#### Material ####
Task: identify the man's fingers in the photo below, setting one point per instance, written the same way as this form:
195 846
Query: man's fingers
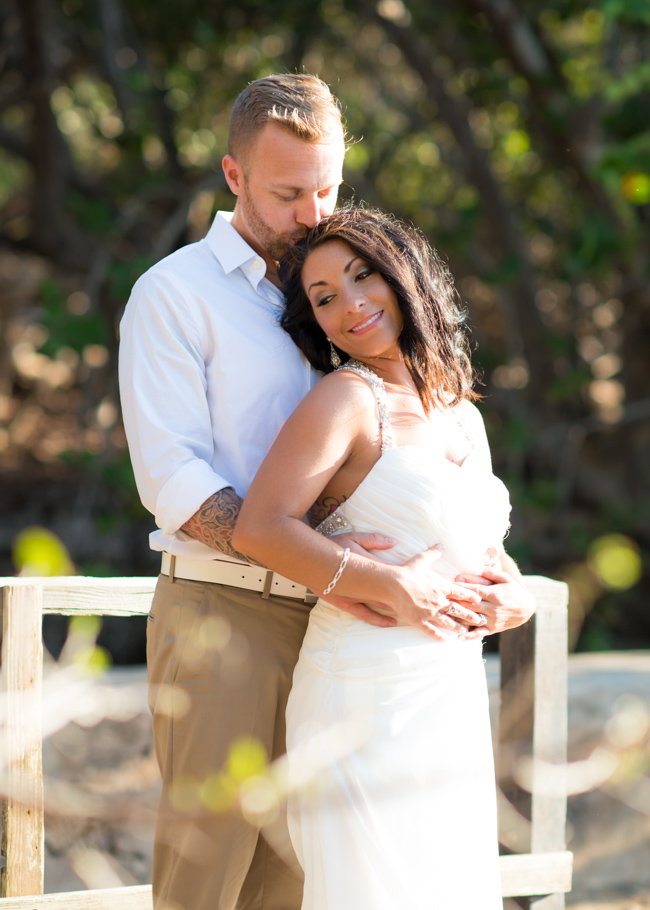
370 541
473 579
429 629
462 614
465 594
497 575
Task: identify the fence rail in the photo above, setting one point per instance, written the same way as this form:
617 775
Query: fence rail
532 727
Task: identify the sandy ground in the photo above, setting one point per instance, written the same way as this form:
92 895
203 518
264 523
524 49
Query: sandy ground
99 831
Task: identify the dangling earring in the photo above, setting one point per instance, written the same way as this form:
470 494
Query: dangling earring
335 360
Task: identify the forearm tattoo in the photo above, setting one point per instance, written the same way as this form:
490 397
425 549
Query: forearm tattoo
214 522
322 508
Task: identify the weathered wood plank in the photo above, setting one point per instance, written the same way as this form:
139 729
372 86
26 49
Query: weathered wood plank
550 735
536 873
22 804
131 898
516 718
78 595
527 874
533 733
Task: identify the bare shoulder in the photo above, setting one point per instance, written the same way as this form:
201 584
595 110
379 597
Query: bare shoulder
470 415
340 403
342 392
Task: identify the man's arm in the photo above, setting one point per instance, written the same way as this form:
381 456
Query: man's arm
213 524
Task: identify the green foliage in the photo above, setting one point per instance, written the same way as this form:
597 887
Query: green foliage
66 328
528 171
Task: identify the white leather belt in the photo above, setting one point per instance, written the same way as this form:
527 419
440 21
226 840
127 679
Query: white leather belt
235 575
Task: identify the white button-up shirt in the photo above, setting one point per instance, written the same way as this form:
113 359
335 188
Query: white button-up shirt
207 378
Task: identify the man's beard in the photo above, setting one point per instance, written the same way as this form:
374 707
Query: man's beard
274 245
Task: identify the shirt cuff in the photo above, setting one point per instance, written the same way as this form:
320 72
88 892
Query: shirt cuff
185 492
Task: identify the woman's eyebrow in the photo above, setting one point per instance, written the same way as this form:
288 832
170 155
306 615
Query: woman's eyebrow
316 284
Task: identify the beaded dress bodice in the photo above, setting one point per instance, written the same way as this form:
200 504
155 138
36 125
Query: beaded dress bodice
421 498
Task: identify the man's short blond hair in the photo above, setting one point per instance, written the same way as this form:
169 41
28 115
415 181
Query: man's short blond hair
300 102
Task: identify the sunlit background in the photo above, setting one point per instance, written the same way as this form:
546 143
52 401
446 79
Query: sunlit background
515 135
519 143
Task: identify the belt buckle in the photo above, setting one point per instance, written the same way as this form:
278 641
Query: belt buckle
268 581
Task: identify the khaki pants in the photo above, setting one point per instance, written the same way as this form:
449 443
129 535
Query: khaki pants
220 662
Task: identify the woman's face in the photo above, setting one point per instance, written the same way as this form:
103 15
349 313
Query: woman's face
353 304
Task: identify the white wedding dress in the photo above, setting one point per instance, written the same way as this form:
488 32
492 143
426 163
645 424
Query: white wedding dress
393 801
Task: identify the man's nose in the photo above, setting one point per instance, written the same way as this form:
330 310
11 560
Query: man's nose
309 212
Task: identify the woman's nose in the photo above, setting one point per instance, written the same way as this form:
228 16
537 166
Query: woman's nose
354 300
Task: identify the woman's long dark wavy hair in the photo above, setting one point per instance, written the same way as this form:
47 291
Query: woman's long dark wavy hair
433 340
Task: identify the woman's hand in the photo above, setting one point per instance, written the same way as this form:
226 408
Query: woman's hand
506 602
431 603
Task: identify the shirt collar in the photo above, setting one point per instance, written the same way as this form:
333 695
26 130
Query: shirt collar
232 251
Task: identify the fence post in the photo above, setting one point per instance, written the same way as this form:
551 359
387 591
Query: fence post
21 767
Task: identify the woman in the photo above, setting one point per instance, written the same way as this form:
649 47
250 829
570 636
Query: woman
403 811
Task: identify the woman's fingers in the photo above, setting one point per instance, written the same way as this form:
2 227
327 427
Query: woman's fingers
465 593
497 576
462 614
473 580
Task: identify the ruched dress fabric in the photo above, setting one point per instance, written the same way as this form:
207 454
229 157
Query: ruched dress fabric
391 774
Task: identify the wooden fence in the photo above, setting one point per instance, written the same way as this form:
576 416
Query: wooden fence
532 735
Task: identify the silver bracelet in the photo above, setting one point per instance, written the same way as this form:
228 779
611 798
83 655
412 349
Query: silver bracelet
339 572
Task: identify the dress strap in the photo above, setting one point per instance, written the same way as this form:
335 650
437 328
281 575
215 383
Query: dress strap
378 387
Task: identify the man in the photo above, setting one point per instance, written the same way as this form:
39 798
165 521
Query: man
207 378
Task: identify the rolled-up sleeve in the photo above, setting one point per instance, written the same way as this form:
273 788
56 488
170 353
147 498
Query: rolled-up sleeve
163 390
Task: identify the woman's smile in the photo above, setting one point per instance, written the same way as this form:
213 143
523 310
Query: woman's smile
352 302
361 327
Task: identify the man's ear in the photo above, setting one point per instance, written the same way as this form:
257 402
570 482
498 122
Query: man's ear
234 174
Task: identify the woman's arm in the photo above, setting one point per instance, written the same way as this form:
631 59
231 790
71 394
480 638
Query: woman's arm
325 430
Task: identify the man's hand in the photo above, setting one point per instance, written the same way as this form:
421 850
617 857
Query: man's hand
431 601
428 605
506 602
363 544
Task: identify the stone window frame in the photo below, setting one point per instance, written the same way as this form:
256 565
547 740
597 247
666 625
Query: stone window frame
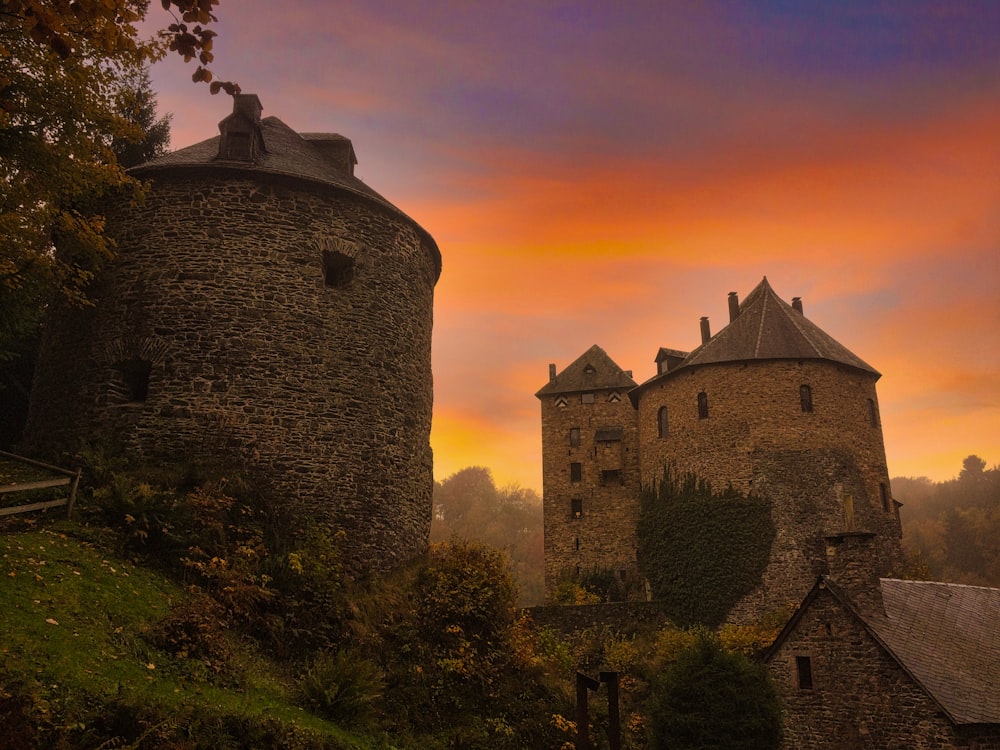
805 398
803 674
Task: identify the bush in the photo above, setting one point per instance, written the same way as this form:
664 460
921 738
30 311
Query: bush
712 699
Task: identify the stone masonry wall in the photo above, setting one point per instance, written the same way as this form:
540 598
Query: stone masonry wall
219 286
860 699
603 536
812 465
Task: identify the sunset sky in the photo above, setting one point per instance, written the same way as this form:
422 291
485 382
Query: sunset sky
606 173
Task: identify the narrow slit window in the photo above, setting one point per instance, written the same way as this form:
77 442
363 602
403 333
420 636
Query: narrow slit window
803 672
805 398
662 423
135 378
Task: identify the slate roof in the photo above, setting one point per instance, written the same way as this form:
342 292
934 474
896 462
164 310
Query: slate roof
592 371
767 328
946 636
287 154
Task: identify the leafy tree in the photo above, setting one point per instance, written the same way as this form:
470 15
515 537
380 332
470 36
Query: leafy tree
713 699
62 109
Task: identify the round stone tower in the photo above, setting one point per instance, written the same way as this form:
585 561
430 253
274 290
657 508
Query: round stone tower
265 301
775 406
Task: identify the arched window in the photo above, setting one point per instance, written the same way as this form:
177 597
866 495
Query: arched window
805 398
872 413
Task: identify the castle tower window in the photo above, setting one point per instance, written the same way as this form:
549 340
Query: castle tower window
338 269
872 413
805 398
703 405
803 672
135 379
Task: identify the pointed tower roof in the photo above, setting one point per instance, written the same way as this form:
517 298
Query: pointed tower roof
593 370
767 327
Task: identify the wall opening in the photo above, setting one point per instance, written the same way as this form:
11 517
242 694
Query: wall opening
338 269
135 379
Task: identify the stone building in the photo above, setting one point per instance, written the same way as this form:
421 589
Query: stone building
771 405
870 664
264 301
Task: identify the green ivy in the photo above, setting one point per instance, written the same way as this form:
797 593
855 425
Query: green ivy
701 550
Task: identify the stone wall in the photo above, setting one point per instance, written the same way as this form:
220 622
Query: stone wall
860 697
602 536
822 469
219 291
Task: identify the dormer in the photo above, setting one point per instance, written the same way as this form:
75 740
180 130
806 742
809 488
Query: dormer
241 138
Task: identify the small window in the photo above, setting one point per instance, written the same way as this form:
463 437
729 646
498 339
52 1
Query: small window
135 378
805 398
611 477
803 672
338 269
662 424
872 413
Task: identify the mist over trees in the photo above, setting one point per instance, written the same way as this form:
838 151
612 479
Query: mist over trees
469 506
950 529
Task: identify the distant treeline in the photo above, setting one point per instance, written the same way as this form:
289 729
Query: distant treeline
950 529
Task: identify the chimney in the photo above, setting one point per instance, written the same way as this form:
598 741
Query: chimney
734 306
852 564
240 135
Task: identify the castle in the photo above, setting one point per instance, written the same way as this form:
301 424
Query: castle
770 405
267 302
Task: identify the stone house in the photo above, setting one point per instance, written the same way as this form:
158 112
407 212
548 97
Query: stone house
882 664
264 303
771 405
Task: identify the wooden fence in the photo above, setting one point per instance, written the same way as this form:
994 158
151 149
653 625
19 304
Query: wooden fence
69 479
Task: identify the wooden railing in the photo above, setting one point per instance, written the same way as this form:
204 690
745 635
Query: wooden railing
69 479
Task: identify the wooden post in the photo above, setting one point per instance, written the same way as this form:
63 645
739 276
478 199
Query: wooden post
614 713
583 684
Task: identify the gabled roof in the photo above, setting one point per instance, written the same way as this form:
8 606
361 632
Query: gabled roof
287 154
766 328
946 636
592 371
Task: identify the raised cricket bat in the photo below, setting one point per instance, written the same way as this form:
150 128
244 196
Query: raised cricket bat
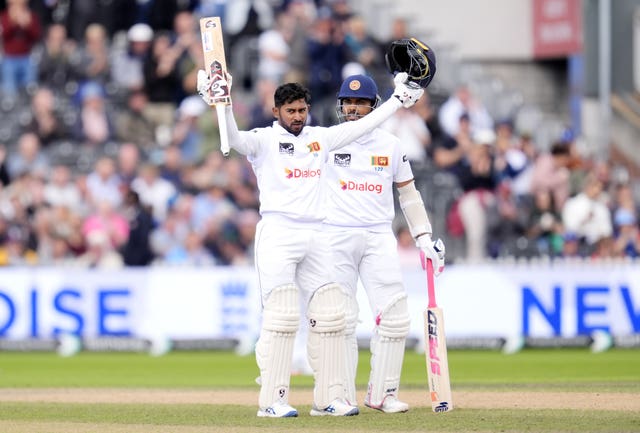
216 66
436 350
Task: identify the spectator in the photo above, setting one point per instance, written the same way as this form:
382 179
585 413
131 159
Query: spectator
172 167
411 128
188 44
191 252
61 189
28 157
100 253
91 61
273 49
212 207
187 135
478 181
626 241
108 222
161 80
154 191
260 114
4 171
463 101
21 31
46 122
95 125
103 183
137 249
550 173
53 58
128 61
544 226
587 216
132 123
128 160
328 53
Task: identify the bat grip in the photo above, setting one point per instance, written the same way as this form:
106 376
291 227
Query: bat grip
222 126
431 287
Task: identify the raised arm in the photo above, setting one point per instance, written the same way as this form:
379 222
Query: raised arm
405 95
242 141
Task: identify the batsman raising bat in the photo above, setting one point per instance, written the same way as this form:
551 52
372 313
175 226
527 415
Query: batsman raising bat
292 255
360 210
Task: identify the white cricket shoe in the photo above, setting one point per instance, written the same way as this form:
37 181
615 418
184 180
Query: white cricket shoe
278 410
390 404
338 407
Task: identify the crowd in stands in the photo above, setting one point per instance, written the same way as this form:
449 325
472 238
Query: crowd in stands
108 158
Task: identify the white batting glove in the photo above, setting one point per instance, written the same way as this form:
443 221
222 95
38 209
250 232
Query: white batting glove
407 92
433 250
214 90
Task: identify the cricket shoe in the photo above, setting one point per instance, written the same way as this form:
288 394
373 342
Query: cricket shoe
390 404
338 407
278 410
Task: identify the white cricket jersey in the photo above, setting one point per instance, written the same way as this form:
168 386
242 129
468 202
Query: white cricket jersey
288 167
359 181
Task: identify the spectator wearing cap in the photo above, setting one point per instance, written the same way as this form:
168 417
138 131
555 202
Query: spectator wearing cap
127 64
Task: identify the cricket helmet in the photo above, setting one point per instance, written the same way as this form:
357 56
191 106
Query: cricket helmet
413 57
357 86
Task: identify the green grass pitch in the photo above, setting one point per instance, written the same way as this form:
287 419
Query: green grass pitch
605 375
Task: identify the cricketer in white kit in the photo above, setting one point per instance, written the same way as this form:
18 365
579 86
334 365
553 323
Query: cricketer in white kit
359 180
292 255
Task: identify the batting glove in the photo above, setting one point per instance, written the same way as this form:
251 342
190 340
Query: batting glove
214 90
433 250
407 92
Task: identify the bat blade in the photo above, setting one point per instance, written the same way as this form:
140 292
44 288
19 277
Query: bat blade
437 362
216 66
436 351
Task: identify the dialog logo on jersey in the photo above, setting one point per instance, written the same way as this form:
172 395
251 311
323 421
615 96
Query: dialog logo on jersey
286 148
314 147
350 185
380 161
342 159
296 173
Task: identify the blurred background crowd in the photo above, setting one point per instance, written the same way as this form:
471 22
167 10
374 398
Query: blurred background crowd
108 158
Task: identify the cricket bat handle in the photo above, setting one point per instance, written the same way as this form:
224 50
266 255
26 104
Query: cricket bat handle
431 287
222 125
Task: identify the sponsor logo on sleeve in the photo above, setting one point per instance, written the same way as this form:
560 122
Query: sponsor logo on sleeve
286 148
342 159
314 147
350 185
380 161
297 173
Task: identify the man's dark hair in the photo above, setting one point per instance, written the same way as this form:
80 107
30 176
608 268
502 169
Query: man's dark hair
289 92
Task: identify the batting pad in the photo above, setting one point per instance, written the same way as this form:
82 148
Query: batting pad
####
→ **Your goal**: Reproduce the lines unchanged, beginning at the line that contains "Task: identify the man's dark" and ending with the last line of the records. Include both ends and give no other lines.

→ **Result**:
Task: identify the man's dark hair in the photo above, setting one point per instance, written the same way as this form:
80 107
30 176
608 268
502 169
Query: man's dark hair
289 92
Task: identify the batting pad in the photo above, setting one point per instance, written the same way as this form:
82 148
Query: batting pad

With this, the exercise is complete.